→ **Request**:
Put every line of the listing below into a numbered list, omitting blank lines and the picture lines.

→ **Provided entries**:
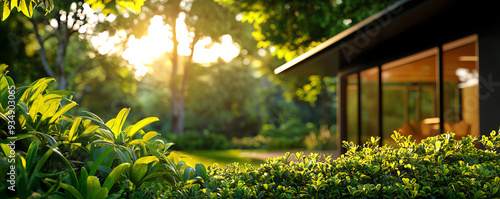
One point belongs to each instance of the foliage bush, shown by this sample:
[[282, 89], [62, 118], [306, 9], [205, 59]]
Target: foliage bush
[[438, 167], [192, 140], [57, 155], [290, 135]]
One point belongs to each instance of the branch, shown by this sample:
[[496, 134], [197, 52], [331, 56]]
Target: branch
[[77, 70], [48, 37], [186, 67], [43, 56]]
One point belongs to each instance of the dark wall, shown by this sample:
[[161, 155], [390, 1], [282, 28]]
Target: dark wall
[[489, 78]]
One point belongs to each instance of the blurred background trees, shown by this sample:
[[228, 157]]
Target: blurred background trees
[[203, 67]]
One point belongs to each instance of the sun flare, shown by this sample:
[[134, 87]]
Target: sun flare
[[141, 52]]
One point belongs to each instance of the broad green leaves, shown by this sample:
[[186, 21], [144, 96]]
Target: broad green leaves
[[63, 148], [28, 6]]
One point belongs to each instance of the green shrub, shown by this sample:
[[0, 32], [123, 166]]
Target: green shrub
[[58, 155], [438, 167], [194, 140]]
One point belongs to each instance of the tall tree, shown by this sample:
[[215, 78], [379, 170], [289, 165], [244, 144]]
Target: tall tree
[[62, 20], [203, 18], [292, 27]]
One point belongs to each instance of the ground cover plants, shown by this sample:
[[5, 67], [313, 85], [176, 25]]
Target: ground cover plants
[[59, 155]]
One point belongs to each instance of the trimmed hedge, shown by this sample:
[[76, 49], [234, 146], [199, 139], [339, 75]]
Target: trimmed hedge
[[438, 167]]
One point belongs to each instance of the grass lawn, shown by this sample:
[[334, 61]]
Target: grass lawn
[[221, 157]]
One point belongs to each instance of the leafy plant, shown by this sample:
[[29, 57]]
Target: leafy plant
[[63, 156], [438, 167]]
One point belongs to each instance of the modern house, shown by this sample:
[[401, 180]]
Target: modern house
[[420, 67]]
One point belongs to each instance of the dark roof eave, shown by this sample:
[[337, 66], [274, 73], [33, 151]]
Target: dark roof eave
[[336, 40]]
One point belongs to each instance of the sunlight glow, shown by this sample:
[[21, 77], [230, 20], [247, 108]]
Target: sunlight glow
[[141, 52]]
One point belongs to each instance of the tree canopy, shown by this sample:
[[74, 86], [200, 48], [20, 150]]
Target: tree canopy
[[27, 7]]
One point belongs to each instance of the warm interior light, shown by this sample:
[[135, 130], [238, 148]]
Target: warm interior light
[[468, 58]]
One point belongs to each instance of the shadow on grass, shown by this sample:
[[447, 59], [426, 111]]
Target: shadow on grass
[[221, 157]]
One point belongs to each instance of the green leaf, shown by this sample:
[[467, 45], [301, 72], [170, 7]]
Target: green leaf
[[6, 10], [117, 125], [149, 135], [61, 112], [100, 159], [478, 194], [141, 124], [74, 128], [83, 180], [201, 171], [6, 149], [114, 175], [139, 168], [69, 167], [68, 188], [94, 190], [31, 154], [187, 173]]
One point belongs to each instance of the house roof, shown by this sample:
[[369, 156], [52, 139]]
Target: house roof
[[386, 35]]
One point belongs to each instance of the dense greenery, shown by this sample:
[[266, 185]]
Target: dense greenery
[[49, 153], [438, 167], [63, 156]]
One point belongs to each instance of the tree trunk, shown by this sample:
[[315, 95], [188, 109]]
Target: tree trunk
[[324, 107], [177, 100]]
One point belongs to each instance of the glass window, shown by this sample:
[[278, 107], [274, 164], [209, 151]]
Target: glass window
[[352, 108], [460, 87], [409, 97], [369, 103]]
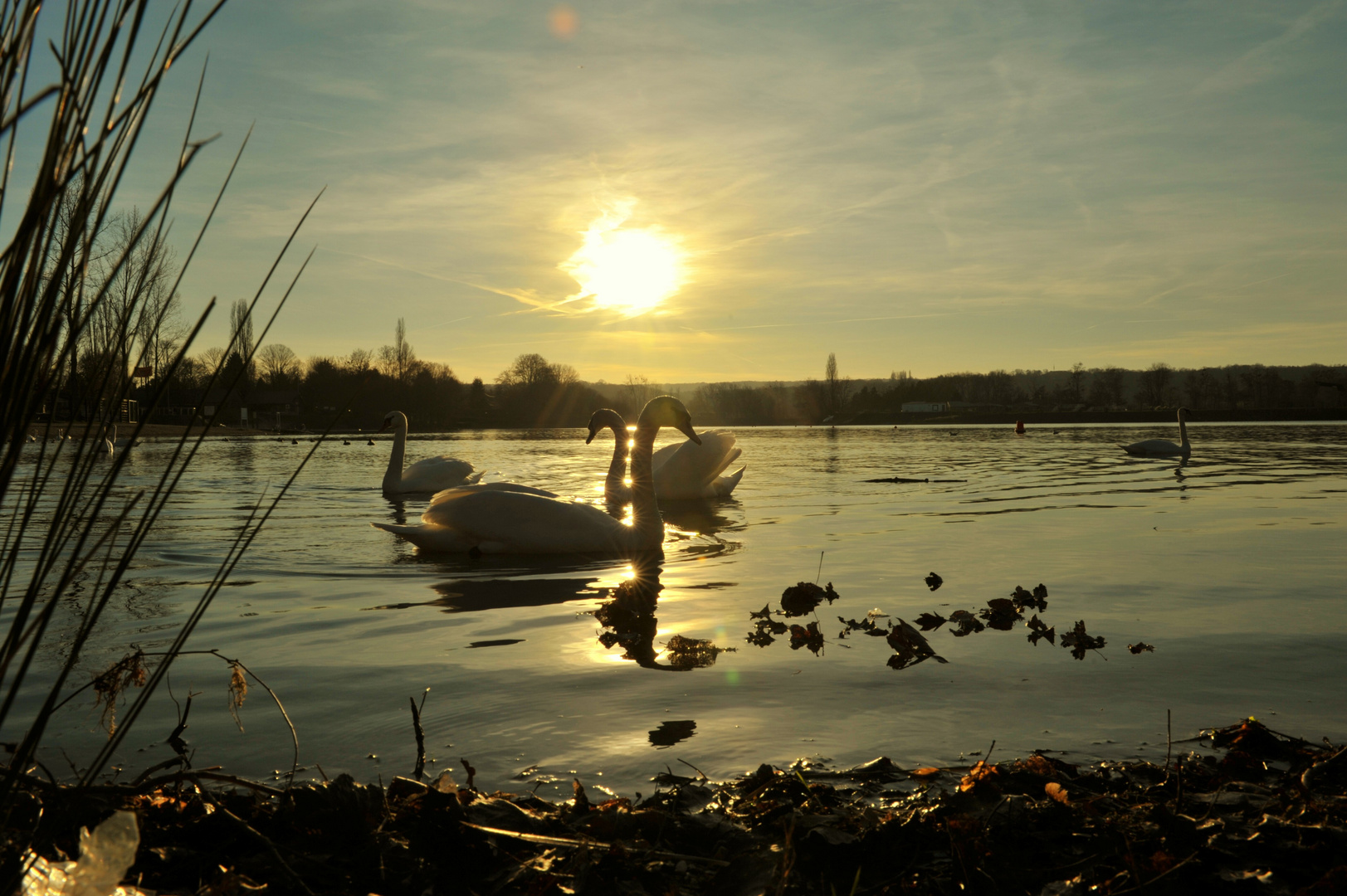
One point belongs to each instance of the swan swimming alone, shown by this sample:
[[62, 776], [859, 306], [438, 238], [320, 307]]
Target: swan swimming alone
[[510, 519], [1164, 448], [682, 470], [432, 475]]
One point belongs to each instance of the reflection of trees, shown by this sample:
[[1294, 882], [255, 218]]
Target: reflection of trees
[[629, 620]]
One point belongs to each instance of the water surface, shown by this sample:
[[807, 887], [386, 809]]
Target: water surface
[[1230, 565]]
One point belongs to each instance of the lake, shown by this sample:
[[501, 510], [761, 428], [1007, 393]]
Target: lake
[[1230, 565]]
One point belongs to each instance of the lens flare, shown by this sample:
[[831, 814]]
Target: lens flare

→ **Written response**:
1. One point belongs to each instance of the foliage bush, shown by this sample:
2. [[282, 89], [62, 118], [306, 9], [205, 59]]
3. Target: foliage bush
4. [[438, 167], [192, 140], [57, 155], [290, 135]]
5. One point belongs to each instance of the branch, shown by this sample:
6. [[496, 134], [197, 52], [331, 56]]
7. Target: branch
8. [[77, 70], [48, 37], [186, 67], [43, 56]]
9. One point belongs to each instance of the dark wall, shown by this sample:
10. [[161, 155], [390, 1], [282, 28]]
11. Target: dark wall
12. [[489, 78]]
13. One point belongs to each instance of the blurred background trees, shown by this sample:
14. [[228, 157]]
15. Target: blurred background trees
16. [[203, 67]]
17. One point belongs to each instance of the sun flare, shown by this sample:
18. [[134, 87]]
19. Target: sun flare
20. [[141, 52]]
21. One point belongs to each instance of the broad green leaves, shown by this sample:
22. [[186, 21], [144, 96]]
23. Target: broad green leaves
24. [[63, 148], [28, 6]]
25. One point belongs to each instance of the green shrub, shown by this sample:
26. [[0, 32], [123, 166]]
27. Target: green shrub
28. [[58, 155], [438, 167], [194, 140]]
29. One point belongs to each instance of the tall tree, shown by this sample:
30. [[215, 78], [379, 170], [289, 165], [244, 144]]
31. Target: tall tree
32. [[62, 20], [203, 18], [292, 27]]
33. One point belongs to each instance of the ground cover plants, shown by this sample:
34. [[5, 67], [313, 85], [176, 25]]
35. Target: ground cover plants
36. [[59, 155]]
37. One point belongs to each instance of the trimmed hedge, shown by this sample:
38. [[76, 49], [234, 146], [199, 139], [339, 75]]
39. Target: trimmed hedge
40. [[438, 167]]
41. One point belongs to each instance of the grass lawn, shown by this sample:
42. [[334, 61]]
43. Target: grass lawn
44. [[221, 157]]
45. One point belongs to each instance of the leafy plant, shown by this sample:
46. [[29, 57]]
47. Target: leafy plant
48. [[63, 156], [438, 167]]
49. One point belongs to each instance of the modern house, shown by this sample:
50. [[401, 180]]
51. Target: modern house
52. [[420, 67]]
53. One point belongs to each instance of the dark roof eave, shown by this sample:
54. [[337, 66], [274, 73], [33, 151]]
55. Target: dark roof eave
56. [[336, 40]]
57. One point belongs to each instance of the sunlight glow, shown by this sample:
58. [[21, 77], [230, 20], [247, 108]]
59. Target: sunlight glow
60. [[141, 52]]
61. One point belongs to each instance of the tree canopy, shown by this sample:
62. [[74, 86], [200, 48], [20, 150]]
63. Target: tree canopy
64. [[27, 7]]
65. One point belongs to each instance of the warm interior light, shown by this sample:
66. [[135, 130], [238, 148]]
67. Target: warm interior light
68. [[468, 58]]
69. One point belongs to each instance of the shadow on grass, shown by this sample:
70. [[447, 59], [426, 111]]
71. Target: shadow on grass
72. [[221, 157]]
73. One point belongs to each instance of the green leaf, shown by this sample:
74. [[467, 45], [301, 72], [170, 7]]
75. Target: green leaf
76. [[6, 10], [117, 125], [149, 135], [61, 112], [100, 159], [478, 194], [141, 124], [74, 128], [83, 180], [201, 171], [6, 149], [114, 175], [139, 168], [69, 167], [68, 188], [94, 190], [31, 154], [187, 173]]
77. One point belongs to each instance of the house roof, shown by this sample:
78. [[369, 156], [52, 139]]
79. Target: house roof
80. [[386, 35]]
81. One point belongs to each instance of the dense greenery, shown by this sample:
82. [[266, 185]]
83. Target: dense greenery
84. [[49, 153], [438, 167], [63, 156]]
85. One point belongs to each instance of the tree trunk, shown by this sample:
86. [[315, 95], [188, 109]]
87. Target: tree trunk
88. [[324, 107], [177, 100]]
89. One point belongs to each instance of the glass window, shown by this sample:
90. [[278, 107], [274, 164], [209, 151]]
91. Target: glass window
92. [[352, 108], [460, 87], [409, 97], [369, 103]]
93. One point belongs to each instance of the swan swimming alone, shown by this sample:
94. [[62, 776], [859, 306], [438, 238], [320, 307]]
95. Target: swan swimming alone
96. [[510, 519], [1164, 448], [682, 470], [432, 475]]
97. One point belongs to each instance of the reflection of trees, shown by this sample:
98. [[1294, 882], [255, 218]]
99. Target: reflection of trees
100. [[629, 620]]
101. One point belongs to each instance of the water surface, shown by this sample:
102. [[807, 887], [386, 809]]
103. Target: water surface
104. [[1230, 565]]
105. One point belongs to each instance of the lake, shown by this sample:
106. [[501, 510], [761, 428], [1007, 393]]
107. Target: lake
108. [[1230, 565]]
109. One point belongs to each instance of the lens flare, shown by this sample:
110. [[831, 814]]
111. Target: lens flare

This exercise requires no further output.